PASSAGE TO READ:
Stanchem reminded me that up until the late 1990s, it was common for drug companies to give assorted textbooks and other "giveaway goodies" to physicians. These would include everything from small monographs from Upjohn and Bacto covering office laboratory subjects, to more general textbooks in many specialties—I have a nice copy of Principles of Ambulatory Medicine that I received this way. It is hard to tell what Shipley and Adams might have received in this manner, much less the older physicians. While not directly related to trauma, these books would have been an important core for the medical library. Inexpensive but usable stethoscopes, assorted scissors and other medical equipment should be found amongst the detritus of the older offices.
Relevant surgical a
nd medical textbooks from the period 1983-1999 include:
Various anatomy books
Grey’s is still the classic, and widely available in the 1990s.
Grant’s was commonly used in medical and nursing schools
The Ciba-Geigy Anatomy series, illustrated by the late, great Frank Netter, MD was one of the most colorful available.
The Color Atlas of Human Anatomy featured detailed photographs instead of drawings, and was popular with medical and nursing students.
Principles of Surgery (4thedition, Schwartz, 1984)
Advanced Trauma Life Support, 6th Edition
Modern Manual Therapy of the Vertebral Column (Greive, 1986)
Management of Wilderness and Environmental Emergencies (2ndedition, Auerbach & Geehr, 1989)
Sports Injury: Assessment and Rehabilitation (Reid, 1992).

[Photo-based referring expression data]
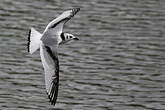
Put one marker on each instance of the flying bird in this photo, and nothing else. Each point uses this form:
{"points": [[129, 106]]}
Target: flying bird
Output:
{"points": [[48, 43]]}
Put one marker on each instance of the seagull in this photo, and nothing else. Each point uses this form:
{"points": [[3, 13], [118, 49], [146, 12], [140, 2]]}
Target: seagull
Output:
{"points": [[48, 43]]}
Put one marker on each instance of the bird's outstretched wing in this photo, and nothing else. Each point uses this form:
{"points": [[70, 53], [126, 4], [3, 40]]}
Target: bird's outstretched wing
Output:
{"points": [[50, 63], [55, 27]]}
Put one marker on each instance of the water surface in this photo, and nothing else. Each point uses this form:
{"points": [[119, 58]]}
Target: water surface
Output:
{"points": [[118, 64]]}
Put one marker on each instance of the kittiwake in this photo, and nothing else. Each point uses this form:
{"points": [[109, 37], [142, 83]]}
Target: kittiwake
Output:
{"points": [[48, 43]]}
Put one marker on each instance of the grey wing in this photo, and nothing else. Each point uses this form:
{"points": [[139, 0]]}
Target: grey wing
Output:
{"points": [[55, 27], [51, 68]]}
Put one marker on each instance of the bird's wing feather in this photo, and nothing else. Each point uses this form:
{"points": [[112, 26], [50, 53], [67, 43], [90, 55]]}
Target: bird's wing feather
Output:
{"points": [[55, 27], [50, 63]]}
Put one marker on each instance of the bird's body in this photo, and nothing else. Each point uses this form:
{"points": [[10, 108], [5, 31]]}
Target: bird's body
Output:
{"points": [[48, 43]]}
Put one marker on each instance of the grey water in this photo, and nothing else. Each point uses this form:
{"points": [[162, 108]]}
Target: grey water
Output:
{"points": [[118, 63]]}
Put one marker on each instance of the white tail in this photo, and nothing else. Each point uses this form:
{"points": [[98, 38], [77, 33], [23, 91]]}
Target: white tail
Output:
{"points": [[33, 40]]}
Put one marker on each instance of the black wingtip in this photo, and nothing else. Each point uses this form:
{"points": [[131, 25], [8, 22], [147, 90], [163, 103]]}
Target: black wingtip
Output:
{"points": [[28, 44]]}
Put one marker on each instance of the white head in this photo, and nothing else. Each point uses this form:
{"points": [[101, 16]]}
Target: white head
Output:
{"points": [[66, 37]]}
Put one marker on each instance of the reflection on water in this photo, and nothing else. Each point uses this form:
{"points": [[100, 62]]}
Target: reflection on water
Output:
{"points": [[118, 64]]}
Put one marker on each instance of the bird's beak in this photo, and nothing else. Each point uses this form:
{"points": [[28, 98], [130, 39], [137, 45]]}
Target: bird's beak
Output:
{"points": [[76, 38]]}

THINGS TO DO:
1. For each statement below, say yes or no based on the passage on medical textbooks, and quote the exact words that decide it. (a) Grant's was commonly used in medical and nursing schools. (b) The Color Atlas of Human Anatomy used drawings rather than photographs. (c) Drug companies commonly gave physicians textbooks up until the late 1990s.
2. Name every book in the passage on medical textbooks that has a publication year in parentheses, along with that year.
3. Write what comes next in the passage on medical textbooks, starting after its last list entry.
The material has nothing to do with the passage on medical textbooks.

OUTPUTS FOR THE TASKS:
1.
(a) Yes: "Grant’s was commonly used in medical and nursing schools"
(b) No: "featured detailed photographs instead of drawings"
(c) Yes: "up until the late 1990s, it was common for drug companies to give assorted textbooks and other "giveaway goodies" to physicians"

2.
Principles of Surgery (1984)
Modern Manual Therapy of the Vertebral Column (1986)
Management of Wilderness and Environmental Emergencies (1989)
Sports Injury: Assessment and Rehabilitation (1992)

3.
Tintinalli’s Emergency Medicine, 5thedition, was available in early 2000, but I’m not sure it would have been available by the time of the RoF. I would expect at least one copy of the earlier 4thedition to be available at the RoF.
I also had a selection of spiral bound "pocket textbooks" covering different subjects, mostly purchased as aide memoire items for student and resident rotations. Drs. Adams and Shipley will have done the same, as did virtually all medical students, interns and residents at the time. Many of these titles came out in formats compatible with PDAs, but that didn’t really start until 1999, so the selection would have been limited, even if the doctors were technophiles.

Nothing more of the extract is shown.